**What is required:**
Switch every "hydrangea" in the items below to "peony", and write the items out again with nothing else changed.

**Records for this task:**

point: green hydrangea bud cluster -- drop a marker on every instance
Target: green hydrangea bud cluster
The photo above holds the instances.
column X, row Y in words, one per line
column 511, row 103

**Reply to the task:**
point: green peony bud cluster -- drop a marker on every instance
Target: green peony bud cluster
The photo above holds the instances.
column X, row Y in words, one per line
column 511, row 103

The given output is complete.